What I am finding is that it is forcing the TCP listen without even
using the accept command. The following script:

Open socket to "127.0.0.1:48953"
Write "Greetings" to socket "127.0.0.1:48953"
Close socket "127.0.0.1:48953"

Causes the instance that ran this script to start listening to port
48953. Shouldn't it only do that if the script actually uses the accept
command?

-----Original Message-----
From: [EMAIL PROTECTED]
[mailto:[EMAIL PROTECTED] On Behalf Of Dar Scott
Sent: Friday, December 03, 2004 1:12 PM
To: How to use Revolution
Subject: Re: Progress on preventing multiple instances of a
programfromrunning in windows


On Dec 3, 2004, at 10:59 AM, Lynch, Jonathan wrote:

> My understanding of ports and sockets is weak - but shouldn't it be 
> able
> to write to socket "127.0.0.1:48953" without setting itself up as
> listening to port 48953?

If any application on the computer is listening on that port, then then 
a connection to it can be opened.

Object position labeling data
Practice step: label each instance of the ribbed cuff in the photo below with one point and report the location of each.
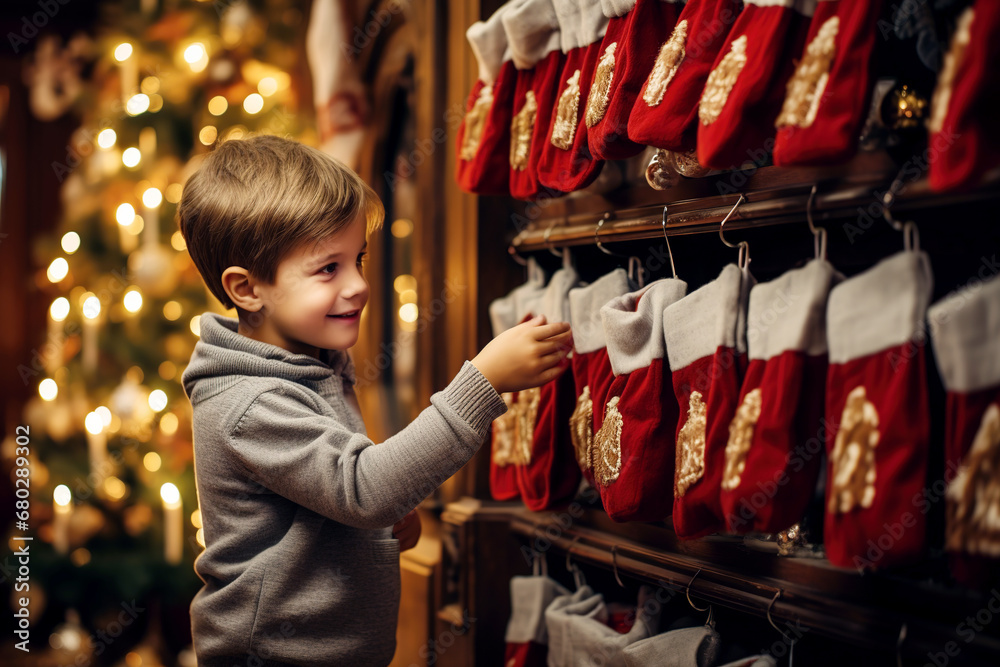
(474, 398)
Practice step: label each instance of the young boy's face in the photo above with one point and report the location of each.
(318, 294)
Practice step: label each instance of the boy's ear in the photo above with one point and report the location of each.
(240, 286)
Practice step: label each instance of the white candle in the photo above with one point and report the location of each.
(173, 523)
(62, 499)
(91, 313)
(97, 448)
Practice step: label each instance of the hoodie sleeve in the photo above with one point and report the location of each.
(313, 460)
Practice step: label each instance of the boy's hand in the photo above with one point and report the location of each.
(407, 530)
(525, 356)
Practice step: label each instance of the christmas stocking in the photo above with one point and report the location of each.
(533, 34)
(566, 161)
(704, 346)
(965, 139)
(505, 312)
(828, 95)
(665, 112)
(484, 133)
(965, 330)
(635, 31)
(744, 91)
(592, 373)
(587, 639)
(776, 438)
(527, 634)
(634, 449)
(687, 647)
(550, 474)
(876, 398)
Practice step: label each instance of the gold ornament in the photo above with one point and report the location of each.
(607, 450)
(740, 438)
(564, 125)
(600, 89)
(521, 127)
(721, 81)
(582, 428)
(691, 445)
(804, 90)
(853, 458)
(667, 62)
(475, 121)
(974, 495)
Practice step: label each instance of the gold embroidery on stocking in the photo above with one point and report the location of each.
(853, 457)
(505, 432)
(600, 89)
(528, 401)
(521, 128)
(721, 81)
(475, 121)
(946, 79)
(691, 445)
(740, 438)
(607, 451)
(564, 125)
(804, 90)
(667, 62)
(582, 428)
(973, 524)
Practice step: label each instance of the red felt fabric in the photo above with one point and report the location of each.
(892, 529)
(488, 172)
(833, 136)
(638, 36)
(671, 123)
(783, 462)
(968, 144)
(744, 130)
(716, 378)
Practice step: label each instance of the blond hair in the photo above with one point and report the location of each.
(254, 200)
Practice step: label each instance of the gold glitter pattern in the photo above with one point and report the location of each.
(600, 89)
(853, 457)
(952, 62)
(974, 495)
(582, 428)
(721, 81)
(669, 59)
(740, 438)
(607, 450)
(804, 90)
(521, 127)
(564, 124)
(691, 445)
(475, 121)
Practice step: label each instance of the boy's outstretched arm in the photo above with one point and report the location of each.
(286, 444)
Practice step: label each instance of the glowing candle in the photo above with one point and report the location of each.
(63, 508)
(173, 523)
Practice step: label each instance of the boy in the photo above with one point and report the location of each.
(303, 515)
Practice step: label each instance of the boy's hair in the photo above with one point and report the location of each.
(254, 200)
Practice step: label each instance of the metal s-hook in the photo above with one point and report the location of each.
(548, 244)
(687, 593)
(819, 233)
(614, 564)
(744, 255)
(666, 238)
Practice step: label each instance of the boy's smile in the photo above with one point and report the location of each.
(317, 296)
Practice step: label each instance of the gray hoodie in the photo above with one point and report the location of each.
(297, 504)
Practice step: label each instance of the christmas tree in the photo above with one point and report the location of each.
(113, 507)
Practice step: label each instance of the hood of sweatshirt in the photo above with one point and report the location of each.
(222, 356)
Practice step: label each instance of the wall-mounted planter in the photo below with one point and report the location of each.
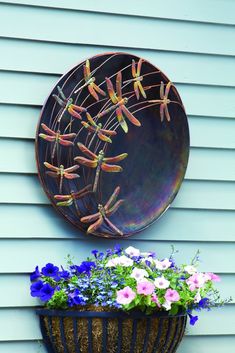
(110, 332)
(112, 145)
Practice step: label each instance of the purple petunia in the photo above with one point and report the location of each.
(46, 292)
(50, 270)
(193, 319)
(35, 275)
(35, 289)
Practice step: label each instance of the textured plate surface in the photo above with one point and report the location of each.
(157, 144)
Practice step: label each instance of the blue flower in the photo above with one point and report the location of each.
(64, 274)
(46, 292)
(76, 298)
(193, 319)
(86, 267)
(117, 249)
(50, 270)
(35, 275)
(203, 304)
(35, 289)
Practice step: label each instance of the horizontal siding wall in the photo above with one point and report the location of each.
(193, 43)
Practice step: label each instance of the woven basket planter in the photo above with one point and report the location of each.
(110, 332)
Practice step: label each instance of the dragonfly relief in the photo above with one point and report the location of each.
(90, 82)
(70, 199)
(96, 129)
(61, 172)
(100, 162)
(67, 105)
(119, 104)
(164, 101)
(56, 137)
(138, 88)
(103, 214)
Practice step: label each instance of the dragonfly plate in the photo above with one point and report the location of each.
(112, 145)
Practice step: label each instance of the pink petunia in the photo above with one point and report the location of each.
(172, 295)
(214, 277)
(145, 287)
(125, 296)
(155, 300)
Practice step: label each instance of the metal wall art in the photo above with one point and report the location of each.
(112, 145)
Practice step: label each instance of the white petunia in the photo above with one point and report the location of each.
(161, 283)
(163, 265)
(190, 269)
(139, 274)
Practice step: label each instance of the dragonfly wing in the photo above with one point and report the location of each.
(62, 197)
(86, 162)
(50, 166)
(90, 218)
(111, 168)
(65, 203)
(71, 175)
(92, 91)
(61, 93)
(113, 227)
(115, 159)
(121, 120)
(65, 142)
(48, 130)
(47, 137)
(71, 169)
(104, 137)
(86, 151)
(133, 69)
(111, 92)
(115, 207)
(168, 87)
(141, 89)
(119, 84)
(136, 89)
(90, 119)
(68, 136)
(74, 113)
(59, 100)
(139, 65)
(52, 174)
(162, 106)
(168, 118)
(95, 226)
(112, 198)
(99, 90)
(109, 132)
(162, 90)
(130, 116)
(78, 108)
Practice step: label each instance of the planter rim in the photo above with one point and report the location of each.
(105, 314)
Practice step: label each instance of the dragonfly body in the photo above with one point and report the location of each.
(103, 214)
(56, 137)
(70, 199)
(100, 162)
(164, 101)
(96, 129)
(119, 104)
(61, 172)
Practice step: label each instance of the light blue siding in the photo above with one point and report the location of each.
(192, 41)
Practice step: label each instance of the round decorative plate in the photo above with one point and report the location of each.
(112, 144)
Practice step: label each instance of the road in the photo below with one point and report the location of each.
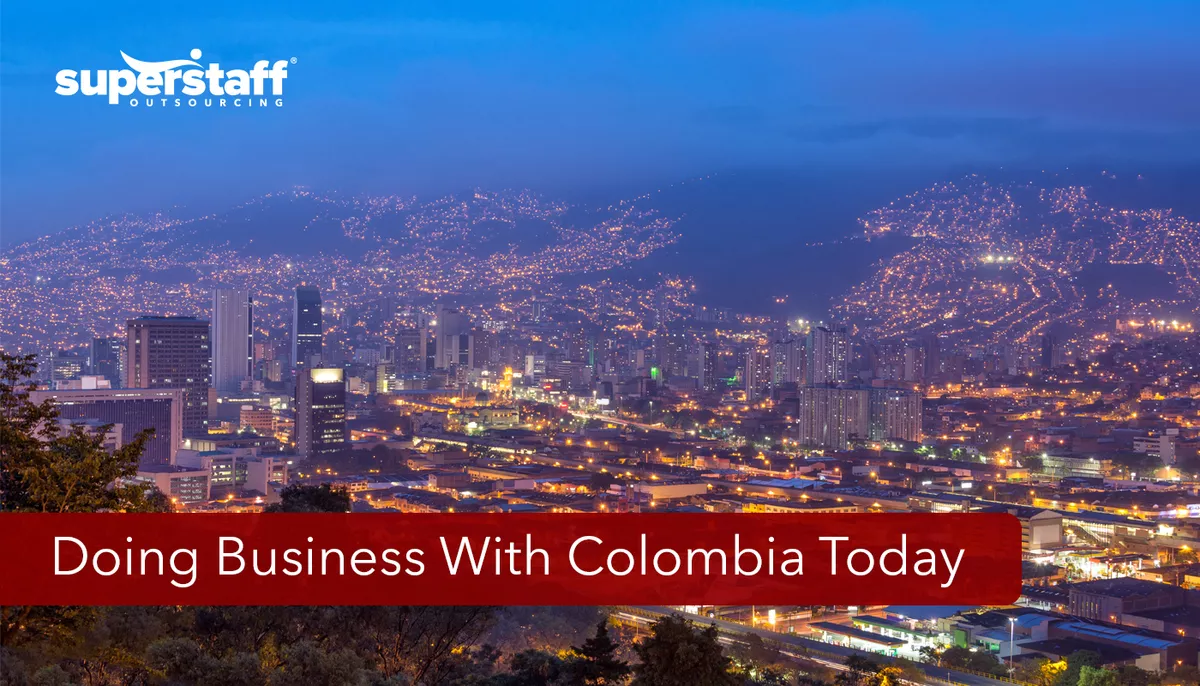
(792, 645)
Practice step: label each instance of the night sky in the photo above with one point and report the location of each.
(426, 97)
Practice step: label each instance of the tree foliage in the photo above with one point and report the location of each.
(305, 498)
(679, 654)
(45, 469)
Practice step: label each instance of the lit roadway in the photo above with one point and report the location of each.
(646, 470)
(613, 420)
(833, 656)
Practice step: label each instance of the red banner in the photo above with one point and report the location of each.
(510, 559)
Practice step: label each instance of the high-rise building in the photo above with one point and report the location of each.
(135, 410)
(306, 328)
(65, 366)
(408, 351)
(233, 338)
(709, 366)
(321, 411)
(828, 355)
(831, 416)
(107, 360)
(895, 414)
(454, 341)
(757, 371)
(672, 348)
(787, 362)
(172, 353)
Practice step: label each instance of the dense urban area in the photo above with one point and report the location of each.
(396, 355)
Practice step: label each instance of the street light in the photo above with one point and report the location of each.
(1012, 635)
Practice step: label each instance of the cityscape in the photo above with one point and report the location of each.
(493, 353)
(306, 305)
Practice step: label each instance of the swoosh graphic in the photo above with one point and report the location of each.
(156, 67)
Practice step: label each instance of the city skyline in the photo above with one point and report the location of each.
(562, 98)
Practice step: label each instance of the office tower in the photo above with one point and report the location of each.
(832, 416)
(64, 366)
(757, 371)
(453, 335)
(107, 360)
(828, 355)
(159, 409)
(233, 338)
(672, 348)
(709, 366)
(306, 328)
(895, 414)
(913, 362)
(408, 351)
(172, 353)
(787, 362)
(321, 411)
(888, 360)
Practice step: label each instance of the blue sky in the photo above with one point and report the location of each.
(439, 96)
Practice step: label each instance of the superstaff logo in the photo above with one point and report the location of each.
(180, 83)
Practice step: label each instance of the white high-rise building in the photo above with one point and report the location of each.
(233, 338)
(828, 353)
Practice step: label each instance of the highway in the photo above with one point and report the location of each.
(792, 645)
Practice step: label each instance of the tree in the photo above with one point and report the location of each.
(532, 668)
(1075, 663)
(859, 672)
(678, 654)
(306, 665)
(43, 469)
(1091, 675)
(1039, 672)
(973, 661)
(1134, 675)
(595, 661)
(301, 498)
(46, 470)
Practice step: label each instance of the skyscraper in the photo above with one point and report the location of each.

Given exercise
Copy each line of the script quoted in the email message, in order. The data come from a separate source unrelated to the email message.

Written answer
Open socket to "127.0.0.1:48953"
Write "Greetings" to socket "127.0.0.1:48953"
Close socket "127.0.0.1:48953"